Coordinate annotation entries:
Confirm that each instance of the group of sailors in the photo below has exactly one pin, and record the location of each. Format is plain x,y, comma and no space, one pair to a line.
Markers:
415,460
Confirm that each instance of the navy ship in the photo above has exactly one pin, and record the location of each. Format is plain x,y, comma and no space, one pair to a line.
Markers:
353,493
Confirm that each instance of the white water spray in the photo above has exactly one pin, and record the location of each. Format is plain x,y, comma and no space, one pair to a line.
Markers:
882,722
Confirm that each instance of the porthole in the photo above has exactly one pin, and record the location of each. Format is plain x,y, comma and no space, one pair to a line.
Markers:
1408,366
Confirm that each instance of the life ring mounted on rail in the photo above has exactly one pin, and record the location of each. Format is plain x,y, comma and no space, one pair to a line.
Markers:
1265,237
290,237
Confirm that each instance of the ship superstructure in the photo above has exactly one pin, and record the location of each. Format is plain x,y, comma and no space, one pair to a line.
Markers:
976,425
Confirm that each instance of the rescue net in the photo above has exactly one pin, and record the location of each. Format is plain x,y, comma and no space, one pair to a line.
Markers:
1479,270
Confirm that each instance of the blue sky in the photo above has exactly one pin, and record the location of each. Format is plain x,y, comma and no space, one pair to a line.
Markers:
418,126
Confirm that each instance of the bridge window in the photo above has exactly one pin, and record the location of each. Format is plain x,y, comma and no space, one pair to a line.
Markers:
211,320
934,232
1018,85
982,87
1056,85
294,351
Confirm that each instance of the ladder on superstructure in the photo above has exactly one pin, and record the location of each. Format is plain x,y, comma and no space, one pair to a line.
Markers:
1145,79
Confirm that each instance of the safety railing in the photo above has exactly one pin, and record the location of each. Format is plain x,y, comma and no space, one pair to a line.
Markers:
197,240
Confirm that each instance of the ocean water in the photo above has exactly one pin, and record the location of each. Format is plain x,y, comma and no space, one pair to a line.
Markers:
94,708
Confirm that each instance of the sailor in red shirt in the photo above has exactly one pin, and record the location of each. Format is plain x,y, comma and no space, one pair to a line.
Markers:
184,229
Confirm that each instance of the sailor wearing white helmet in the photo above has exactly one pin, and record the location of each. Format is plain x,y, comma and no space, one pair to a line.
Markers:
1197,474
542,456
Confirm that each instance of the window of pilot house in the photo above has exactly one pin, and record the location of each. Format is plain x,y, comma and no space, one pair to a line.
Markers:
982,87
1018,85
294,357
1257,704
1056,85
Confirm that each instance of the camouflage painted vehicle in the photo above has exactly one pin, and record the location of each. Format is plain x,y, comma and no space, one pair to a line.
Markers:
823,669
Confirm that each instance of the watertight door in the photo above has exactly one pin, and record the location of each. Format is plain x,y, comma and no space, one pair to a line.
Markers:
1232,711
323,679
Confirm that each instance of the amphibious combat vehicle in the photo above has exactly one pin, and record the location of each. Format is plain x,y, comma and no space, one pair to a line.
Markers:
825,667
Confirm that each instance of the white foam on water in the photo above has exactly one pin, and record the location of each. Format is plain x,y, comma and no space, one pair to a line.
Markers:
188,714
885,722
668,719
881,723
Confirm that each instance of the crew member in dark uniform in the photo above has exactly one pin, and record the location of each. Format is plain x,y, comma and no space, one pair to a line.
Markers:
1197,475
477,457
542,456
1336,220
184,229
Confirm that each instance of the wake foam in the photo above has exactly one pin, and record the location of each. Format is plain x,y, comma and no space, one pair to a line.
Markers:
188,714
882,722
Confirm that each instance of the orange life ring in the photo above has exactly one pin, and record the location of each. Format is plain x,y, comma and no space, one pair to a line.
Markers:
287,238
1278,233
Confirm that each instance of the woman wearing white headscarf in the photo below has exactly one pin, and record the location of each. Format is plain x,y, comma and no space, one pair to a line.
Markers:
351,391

§ REQUIRED TASK
Starting at the line that contains "Confirm that each instance of the camouflage", retype each line through the end of the listing above and nothing else.

§ RESULT OF THE TASK
Confirm that each instance of the camouflage painted vehicle in the photo above has exactly one pin, and record the location of each. Format is plain x,y, comma and no space, one pair to a line.
Markers:
823,669
Confirm that each instance of the watertight door in the photo above has exactly one pin, and record the location of each. Format is plain x,y, comma and no space, one pair to a line.
Markers:
1232,711
323,679
Confirm that each instance of the amphibious combat vehicle in the photo above has exactly one pin, and record the location of each. Format is plain x,y, comma and no space, one pair to a line.
Markers:
825,667
Confirm that each instance of the white foam on water in the photo above has exactly one pin, and record the location of each. Format is plain x,y, comma and no space, one pair to a line.
Markers:
188,714
885,722
668,719
881,723
Confirm that each instance of the crew member in dark uniform in the photo above has exactly one pin, and record the location of each. Format is plain x,y, comma and no space, one pair to a line.
Markers:
1197,475
477,457
542,456
1336,220
184,229
Confirm that each instance of the wake foam in the photo above has exactly one pin, and record the location of each. Format is plain x,y, comma and no space, one pair to a line.
Markers:
188,714
882,722
Confirm that each instance of the orange life ring in the photo above has exactly one pin, and record the location of each. Format is plain x,y, comma and no space, one pair to a line.
Markers:
287,238
1278,233
Confirm that each instance of the woman wearing white headscarf in the photo below has exactly one pin, and record the location of each. Format is plain x,y, comma and no space, one pair to a line.
Markers:
351,391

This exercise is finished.